(Data entries)
□ □ □ □ □ □ □
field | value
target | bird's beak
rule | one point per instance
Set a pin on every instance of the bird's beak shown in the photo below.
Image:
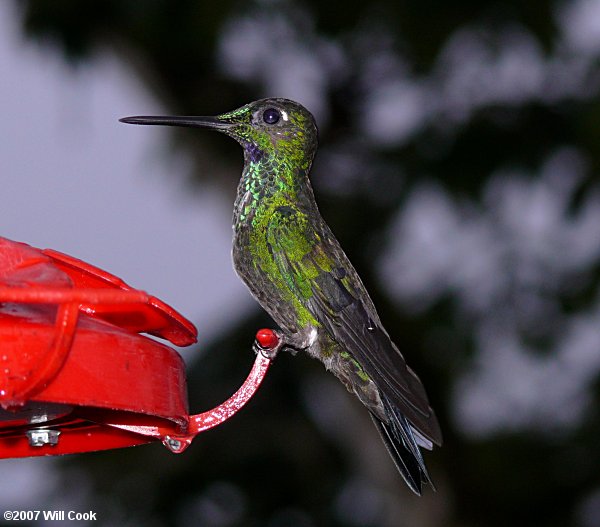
(197, 122)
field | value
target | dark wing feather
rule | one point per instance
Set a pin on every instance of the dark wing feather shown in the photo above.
(343, 308)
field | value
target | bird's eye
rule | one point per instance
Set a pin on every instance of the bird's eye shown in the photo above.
(271, 116)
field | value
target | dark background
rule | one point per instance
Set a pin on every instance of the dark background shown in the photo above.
(458, 166)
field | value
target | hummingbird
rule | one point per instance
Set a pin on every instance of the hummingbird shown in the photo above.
(296, 269)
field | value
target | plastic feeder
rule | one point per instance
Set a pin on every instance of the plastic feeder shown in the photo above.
(76, 375)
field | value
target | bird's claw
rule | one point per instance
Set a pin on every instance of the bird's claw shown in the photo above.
(267, 342)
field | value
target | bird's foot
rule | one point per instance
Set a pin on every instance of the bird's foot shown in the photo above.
(269, 342)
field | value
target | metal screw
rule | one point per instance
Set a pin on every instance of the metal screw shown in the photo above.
(172, 444)
(42, 436)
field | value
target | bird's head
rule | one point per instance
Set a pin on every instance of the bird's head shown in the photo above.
(266, 128)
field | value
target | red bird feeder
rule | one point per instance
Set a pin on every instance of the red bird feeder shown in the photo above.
(75, 373)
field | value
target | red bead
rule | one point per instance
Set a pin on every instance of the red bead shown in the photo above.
(267, 338)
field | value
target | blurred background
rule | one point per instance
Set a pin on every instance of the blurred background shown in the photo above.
(459, 167)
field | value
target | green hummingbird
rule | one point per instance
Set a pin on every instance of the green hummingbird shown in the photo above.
(294, 266)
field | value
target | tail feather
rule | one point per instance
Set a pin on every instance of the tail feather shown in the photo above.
(402, 442)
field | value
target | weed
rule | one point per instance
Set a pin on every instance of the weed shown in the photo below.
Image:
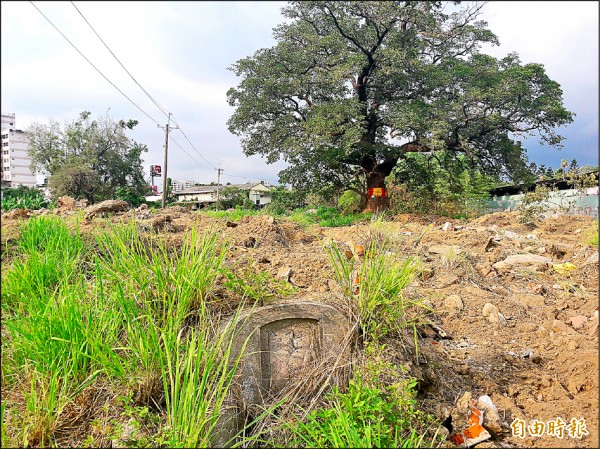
(374, 287)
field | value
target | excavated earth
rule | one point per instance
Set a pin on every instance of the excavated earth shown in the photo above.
(522, 330)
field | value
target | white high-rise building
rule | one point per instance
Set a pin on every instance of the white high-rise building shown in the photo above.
(15, 161)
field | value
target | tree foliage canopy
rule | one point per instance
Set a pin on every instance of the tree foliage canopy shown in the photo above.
(352, 87)
(91, 159)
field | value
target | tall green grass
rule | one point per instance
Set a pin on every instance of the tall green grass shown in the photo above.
(141, 320)
(374, 286)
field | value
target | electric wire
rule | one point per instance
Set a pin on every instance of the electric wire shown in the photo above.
(96, 68)
(194, 159)
(162, 109)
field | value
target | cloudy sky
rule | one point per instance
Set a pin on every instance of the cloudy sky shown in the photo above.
(178, 52)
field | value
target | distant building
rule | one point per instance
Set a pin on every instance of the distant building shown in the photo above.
(15, 161)
(199, 197)
(178, 186)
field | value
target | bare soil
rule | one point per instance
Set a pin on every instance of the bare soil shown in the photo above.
(534, 362)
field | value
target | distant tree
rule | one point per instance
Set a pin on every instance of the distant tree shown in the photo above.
(352, 87)
(87, 158)
(231, 196)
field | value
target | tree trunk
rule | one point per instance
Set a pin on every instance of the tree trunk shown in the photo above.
(377, 196)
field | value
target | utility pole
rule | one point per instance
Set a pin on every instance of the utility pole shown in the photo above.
(219, 170)
(167, 129)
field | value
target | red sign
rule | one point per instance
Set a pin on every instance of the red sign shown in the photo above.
(377, 191)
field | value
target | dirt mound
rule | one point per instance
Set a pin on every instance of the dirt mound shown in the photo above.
(534, 351)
□ □ □ □ □ □ □
_Problem details_.
How many lines in the data above contain the string "hummingbird"? Case matters; reply with the number alone.

_Answer_.
4